(Extrait du texte):
★ ★ ★ ★ ★ ★ ★

Avis de partenaire : Dominique Verdeilhan, journaliste judiciaire pour France 2

Pouvez-vous vous présenter en quelques mots ? Quel a été votre parcours ?

Dès l’adolescence, j’ai su que je voulais devenir journaliste audiovisuel. Bien que je n’aie pas obtenu mon bac, j’ai réussi à intégrer une école qui formait au métier de journaliste en deux années, avec une alternance d’enseignements et de stages. C’est lors d’un de mes stages, au sein de RTL, que ma carrière a pris un tournant le 13 septembre 1976. En effet, de façon tout à fait aléatoire, un des journalistes de la rédaction m’a transmis un appel d’Antenne 2 qui cherchait de jeunes journalistes pour participer à l’émission « Aujourd’hui Madame » d’Armand Jammot. J’ai décidé alors d’arrêter mes études pour rejoindre cette émission à laquelle j’ai contribué jusqu’à son terme en 1987. J’ai ensuite rejoint la rédaction générale de la chaine, puis couvert ma première affaire à l’occasion du procès de Christian David, inculpé du meurtre du commissaire Gallibert au moment de l’affaire Ben Barka. Ce fut une révélation et la découverte d’un univers passionnant, que ce soit au niveau de la personnalité de l’accusé, de son histoire, du travail des avocats, en l’occurrence Maitres Henri Juramy et Sophie Bottaï et des magistrats. Je trouvais, par ailleurs, la matière judiciaire fascinante et envoutante. N’ayant pas de formation en droit, j’ai donc dû tout apprendre sur le terrain.

★ ★ ★ ★ ★ ★ ★

(Données présentées):

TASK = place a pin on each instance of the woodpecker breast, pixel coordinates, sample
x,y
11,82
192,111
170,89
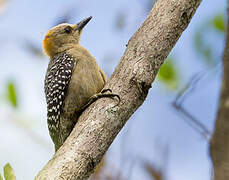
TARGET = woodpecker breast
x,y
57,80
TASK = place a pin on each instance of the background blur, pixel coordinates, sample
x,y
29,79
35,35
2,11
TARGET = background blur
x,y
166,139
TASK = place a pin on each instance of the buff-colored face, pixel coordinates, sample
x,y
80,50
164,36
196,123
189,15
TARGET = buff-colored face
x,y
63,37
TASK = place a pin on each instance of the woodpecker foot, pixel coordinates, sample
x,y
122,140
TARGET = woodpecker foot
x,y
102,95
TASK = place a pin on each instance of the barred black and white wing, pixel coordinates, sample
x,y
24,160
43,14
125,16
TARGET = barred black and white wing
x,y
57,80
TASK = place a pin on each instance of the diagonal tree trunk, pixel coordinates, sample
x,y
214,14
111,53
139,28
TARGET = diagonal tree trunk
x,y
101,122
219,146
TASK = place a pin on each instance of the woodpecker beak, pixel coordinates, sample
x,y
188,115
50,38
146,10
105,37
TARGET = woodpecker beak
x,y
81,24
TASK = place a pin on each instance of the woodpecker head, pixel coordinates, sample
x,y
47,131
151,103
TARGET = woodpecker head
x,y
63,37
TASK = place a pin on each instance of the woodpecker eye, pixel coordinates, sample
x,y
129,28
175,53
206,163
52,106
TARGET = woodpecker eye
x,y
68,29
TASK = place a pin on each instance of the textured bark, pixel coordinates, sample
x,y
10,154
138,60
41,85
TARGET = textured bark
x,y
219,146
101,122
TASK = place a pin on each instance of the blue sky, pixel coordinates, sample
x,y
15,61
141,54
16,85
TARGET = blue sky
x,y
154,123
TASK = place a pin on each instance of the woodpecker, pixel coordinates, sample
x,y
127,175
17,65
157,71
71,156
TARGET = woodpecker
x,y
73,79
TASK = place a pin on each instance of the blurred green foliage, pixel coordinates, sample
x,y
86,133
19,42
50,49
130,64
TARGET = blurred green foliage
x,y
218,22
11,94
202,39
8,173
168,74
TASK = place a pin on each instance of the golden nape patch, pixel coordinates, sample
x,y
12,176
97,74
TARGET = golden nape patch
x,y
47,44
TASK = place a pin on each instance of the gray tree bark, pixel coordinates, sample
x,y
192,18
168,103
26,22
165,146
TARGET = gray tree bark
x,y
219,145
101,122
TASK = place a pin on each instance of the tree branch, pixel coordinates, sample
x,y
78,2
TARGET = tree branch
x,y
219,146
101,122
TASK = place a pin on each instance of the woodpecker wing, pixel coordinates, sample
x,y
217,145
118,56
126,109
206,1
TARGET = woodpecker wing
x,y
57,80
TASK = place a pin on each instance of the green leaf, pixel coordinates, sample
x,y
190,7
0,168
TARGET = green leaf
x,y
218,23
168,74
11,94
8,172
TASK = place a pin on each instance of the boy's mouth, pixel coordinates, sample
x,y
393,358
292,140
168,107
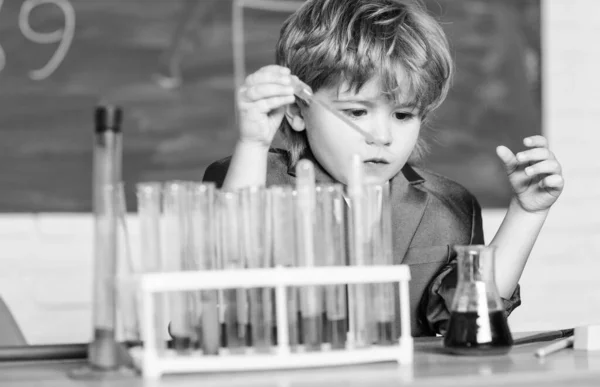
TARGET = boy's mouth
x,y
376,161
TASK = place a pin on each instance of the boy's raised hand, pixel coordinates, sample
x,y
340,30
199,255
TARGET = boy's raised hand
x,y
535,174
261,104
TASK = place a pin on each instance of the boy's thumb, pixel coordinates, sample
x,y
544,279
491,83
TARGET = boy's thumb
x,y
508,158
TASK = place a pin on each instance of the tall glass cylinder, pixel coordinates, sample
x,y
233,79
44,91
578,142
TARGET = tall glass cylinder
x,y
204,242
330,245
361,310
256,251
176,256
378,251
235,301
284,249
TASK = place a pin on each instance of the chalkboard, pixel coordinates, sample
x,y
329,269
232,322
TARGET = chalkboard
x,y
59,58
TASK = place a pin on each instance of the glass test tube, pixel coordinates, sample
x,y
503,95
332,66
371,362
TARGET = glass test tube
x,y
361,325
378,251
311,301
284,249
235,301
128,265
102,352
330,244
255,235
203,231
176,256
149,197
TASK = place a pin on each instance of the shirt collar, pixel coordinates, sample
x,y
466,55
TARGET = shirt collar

★ ★ ★ ★ ★ ★ ★

(Consigne): Dans l'entretien avec Dominique Verdeilhan, recopiez sans modification le passage qui s'ouvre sur les mots « Avis de partenaire » et s'achève sur « été votre parcours ? ».

(Corrigé):
Avis de partenaire : Dominique Verdeilhan, journaliste judiciaire pour France 2

Pouvez-vous vous présenter en quelques mots ? Quel a été votre parcours ?